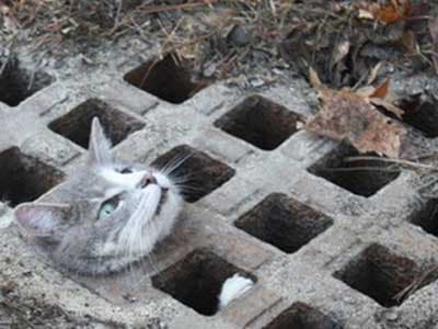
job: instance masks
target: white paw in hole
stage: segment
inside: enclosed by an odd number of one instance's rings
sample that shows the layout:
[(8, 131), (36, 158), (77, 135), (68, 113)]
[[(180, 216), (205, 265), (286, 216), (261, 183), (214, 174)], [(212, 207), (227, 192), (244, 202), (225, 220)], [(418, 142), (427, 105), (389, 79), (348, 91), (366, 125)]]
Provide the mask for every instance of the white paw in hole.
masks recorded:
[(254, 286), (254, 282), (245, 276), (235, 273), (228, 277), (222, 285), (219, 298), (219, 309), (222, 309), (235, 298), (239, 298)]

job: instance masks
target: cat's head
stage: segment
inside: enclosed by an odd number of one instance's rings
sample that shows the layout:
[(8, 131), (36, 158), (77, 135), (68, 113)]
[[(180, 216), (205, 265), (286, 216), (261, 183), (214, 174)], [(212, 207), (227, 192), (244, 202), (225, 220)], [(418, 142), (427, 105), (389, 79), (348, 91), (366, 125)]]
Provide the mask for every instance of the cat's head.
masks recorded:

WHAT TO PRODUCE: Set down all the rows above again, line for line and unchanged, but leave out the pictures.

THE COMPLETED TASK:
job: instance masks
target: white paw in hole
stage: segment
inside: enclosed by an odd number of one instance's rings
sample that shows the layout:
[(8, 131), (36, 158), (77, 135), (68, 113)]
[[(180, 216), (205, 265), (286, 216), (261, 183), (214, 174)], [(212, 207), (227, 192), (244, 202), (225, 220)], [(418, 142), (427, 105), (389, 79), (348, 91), (366, 125)]]
Provide the mask for every instance of the white paw in hole.
masks recorded:
[(254, 286), (254, 282), (245, 276), (235, 273), (228, 277), (222, 285), (219, 298), (219, 309), (222, 309), (235, 298), (239, 298)]

job: instance masks
target: cat's head
stage: segment
inside: enclosed by an odd number of one instance's rings
sample that shows the layout:
[(8, 131), (36, 158), (77, 135), (68, 113)]
[[(180, 216), (205, 265), (286, 216), (261, 183), (214, 174)], [(212, 207), (227, 192), (244, 202), (225, 220)], [(418, 142), (427, 105), (389, 79), (348, 91), (366, 125)]]
Provide the mask for every instance of the cat's head.
masks recorded:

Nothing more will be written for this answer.